説明

電磁波放射装置および電磁波検出装置

【課題】厚みを薄くでき、しかも電磁波の利用効率を向上できる電磁波放射装置および電磁波検出装置を提供する。
【解決手段】電磁波放射装置10は、電磁波を放射する電磁波源11と、電磁波源11に対向するように配置された収束レンズとしてのレンズ12と、電磁波源11およびレンズ12が取り付けられる基板13とを備える。レンズ12は、左手系メタマテリアルを用いて形成されている。レンズ12において電磁波源11と対向する対向面123は、電磁波源11を覆う凹面である。電磁波源11は、基板13と対向面123とで囲まれる空間14内に配置されている。

【発明の詳細な説明】
【技術分野】
【0001】
本発明は、電磁波放射装置および電磁波検出装置に関する。
【背景技術】
【0002】
従来から、電磁波放射装置が提案されている。電磁波放射装置は、電磁波(たとえば、電波や、光、X線、ガンマ線)を放射する電磁波源と、電磁波源に対向するように配置されるコリメートレンズとを備えている。電磁波放射装置において、コリメートレンズは、電磁波源から放射された電磁波をコリメートして平行光束に変換するために設けられている。また、従来から、電磁波検出装置が提案されている。電磁波検出装置は、電磁波を検出する電磁波センサと、電磁波センサに対向するように配置されるコリメートレンズとを備えている。電磁波検出装置では、コリメートレンズは、外部からの電磁波が電磁波センサに入射するように電磁波を収束させるために設けられている。

- _作業指示_:
(a) 電磁波放射装置に関する抜粋をもとに、次の問いに答えよ。
(i) レンズ12は何を用いて形成されているか。
(ii) 電磁波源11はどこに配置されているか。
(iii) 従来の電磁波検出装置において、コリメートレンズは何のために設けられているか。
(b) 記録のうち、「Could you please indicate the green」を含む行から記録の末尾までを両端を含めて、「番号」と「行」の2列のMarkdown表として出力してください。空行は除き、画像は回答に含めない。

[ポインティングデータセットの抜粋]

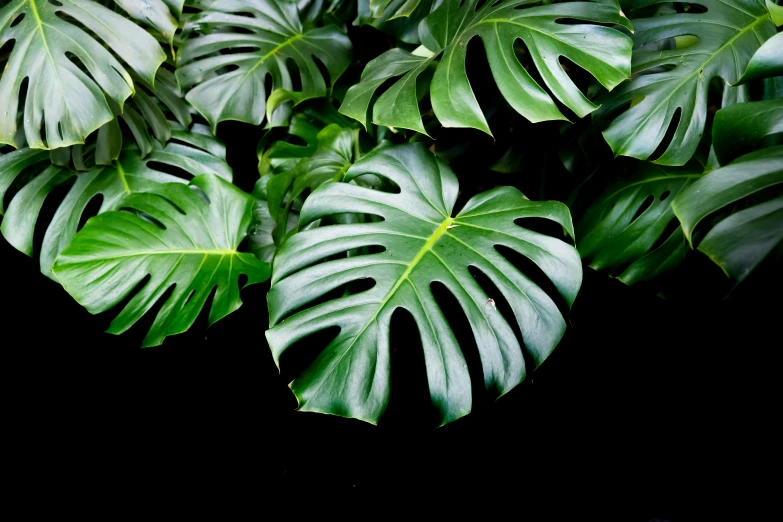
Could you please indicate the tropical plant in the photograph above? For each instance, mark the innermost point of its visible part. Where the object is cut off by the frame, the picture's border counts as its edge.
(421, 157)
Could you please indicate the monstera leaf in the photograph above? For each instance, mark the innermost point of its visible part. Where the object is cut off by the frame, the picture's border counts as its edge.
(261, 235)
(329, 162)
(226, 68)
(631, 229)
(391, 9)
(179, 239)
(422, 244)
(673, 83)
(399, 18)
(49, 52)
(767, 62)
(602, 51)
(194, 153)
(161, 15)
(754, 231)
(739, 128)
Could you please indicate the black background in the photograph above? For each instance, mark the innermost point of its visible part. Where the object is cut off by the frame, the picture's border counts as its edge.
(648, 408)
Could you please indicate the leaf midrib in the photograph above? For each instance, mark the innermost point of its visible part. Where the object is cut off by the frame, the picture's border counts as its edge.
(427, 247)
(696, 70)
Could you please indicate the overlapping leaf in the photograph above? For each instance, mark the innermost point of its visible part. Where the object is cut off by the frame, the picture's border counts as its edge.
(48, 51)
(767, 61)
(674, 82)
(421, 244)
(754, 231)
(178, 238)
(602, 51)
(740, 128)
(194, 153)
(631, 230)
(226, 68)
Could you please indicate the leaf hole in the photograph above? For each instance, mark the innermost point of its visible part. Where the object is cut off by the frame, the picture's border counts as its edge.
(578, 21)
(146, 217)
(501, 306)
(579, 76)
(90, 210)
(671, 227)
(687, 7)
(480, 4)
(18, 20)
(542, 226)
(409, 394)
(48, 210)
(293, 73)
(322, 69)
(463, 332)
(668, 137)
(200, 193)
(227, 69)
(170, 169)
(268, 84)
(242, 280)
(532, 271)
(647, 203)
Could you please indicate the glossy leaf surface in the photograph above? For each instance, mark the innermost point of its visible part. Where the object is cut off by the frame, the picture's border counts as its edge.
(631, 229)
(602, 51)
(767, 61)
(421, 244)
(193, 153)
(738, 128)
(68, 101)
(740, 242)
(674, 83)
(176, 237)
(225, 85)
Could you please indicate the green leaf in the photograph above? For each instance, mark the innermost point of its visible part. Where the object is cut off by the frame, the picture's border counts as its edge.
(262, 228)
(421, 244)
(195, 153)
(740, 242)
(602, 51)
(676, 80)
(274, 35)
(398, 8)
(155, 13)
(628, 229)
(71, 103)
(400, 18)
(775, 11)
(738, 128)
(329, 162)
(766, 62)
(181, 240)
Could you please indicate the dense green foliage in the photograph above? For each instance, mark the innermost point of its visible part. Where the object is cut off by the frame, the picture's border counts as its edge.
(397, 136)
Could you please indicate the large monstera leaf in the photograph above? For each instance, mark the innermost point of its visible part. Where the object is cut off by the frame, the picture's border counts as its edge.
(675, 82)
(63, 98)
(179, 239)
(422, 244)
(631, 230)
(194, 153)
(602, 51)
(231, 85)
(753, 232)
(739, 128)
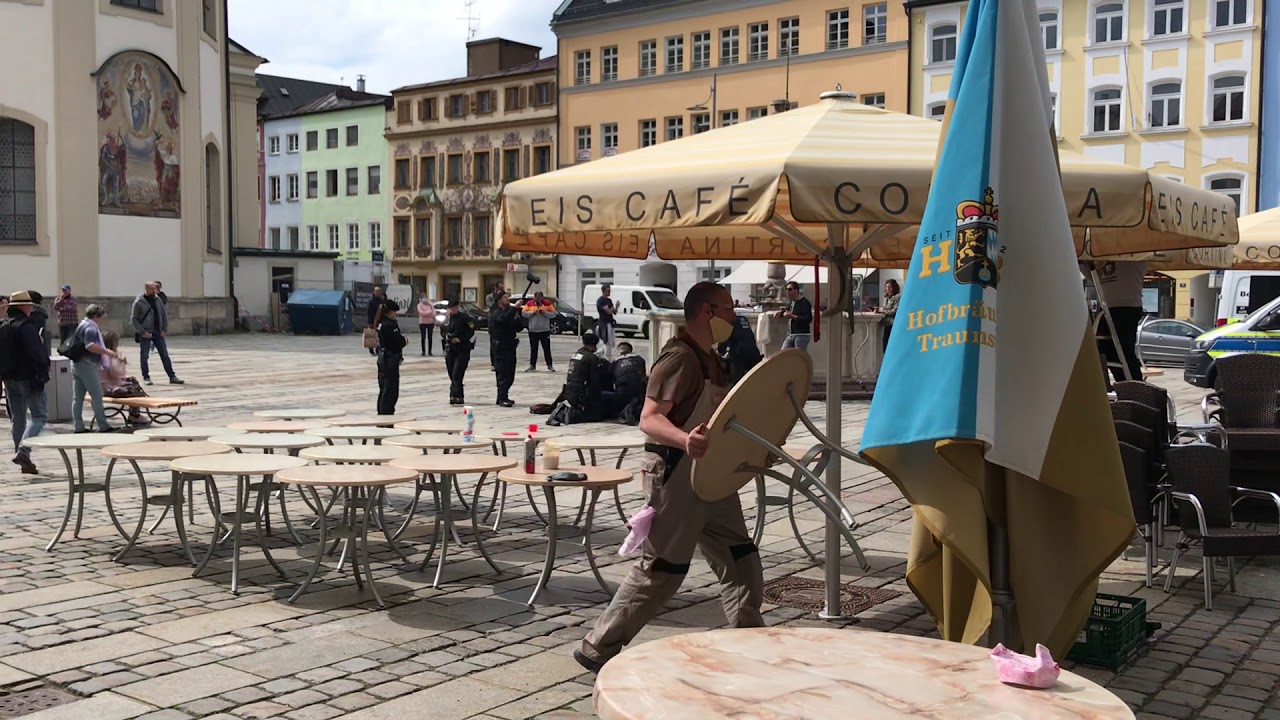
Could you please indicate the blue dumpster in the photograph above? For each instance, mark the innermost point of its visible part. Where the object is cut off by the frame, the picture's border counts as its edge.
(320, 311)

- _作業ごとの回答_:
(a)
(i) 左手系メタマテリアル
(ii) 基板13と対向面123とで囲まれる空間14内
(iii) 外部からの電磁波が電磁波センサに入射するように電磁波を収束させるため

(b)
| 番号 | 行 |
|---|---|
| 1 | Could you please indicate the green leaf in the photograph above? For each instance, mark the innermost point of its visible part. Where the object is cut off by the frame, the picture's border counts as its edge. |
| 2 | (262, 228) |
| 3 | (421, 244) |
| 4 | (195, 153) |
| 5 | (740, 242) |
| 6 | (602, 51) |
| 7 | (676, 80) |
| 8 | (274, 35) |
| 9 | (398, 8) |
| 10 | (155, 13) |
| 11 | (628, 229) |
| 12 | (71, 103) |
| 13 | (400, 18) |
| 14 | (775, 11) |
| 15 | (738, 128) |
| 16 | (329, 162) |
| 17 | (766, 62) |
| 18 | (181, 240) |
| 19 | Could you please indicate the dense green foliage in the photograph above? For each instance, mark the innermost point of its visible part. Where the object is cut off by the frame, the picture's border counts as its edge. |
| 20 | (397, 136) |
| 21 | Could you please indicate the large monstera leaf in the photograph above? For each instance, mark the innermost point of its visible part. Where the object is cut off by the frame, the picture's border counts as its edge. |
| 22 | (675, 82) |
| 23 | (63, 98) |
| 24 | (179, 239) |
| 25 | (422, 244) |
| 26 | (631, 230) |
| 27 | (194, 153) |
| 28 | (602, 51) |
| 29 | (231, 85) |
| 30 | (753, 232) |
| 31 | (739, 128) |
| 32 | Could you please indicate the blue dumpster in the photograph above? For each instance, mark the innermost point of its visible part. Where the object is cut off by the frame, the picture's border counts as its edge. |
| 33 | (320, 311) |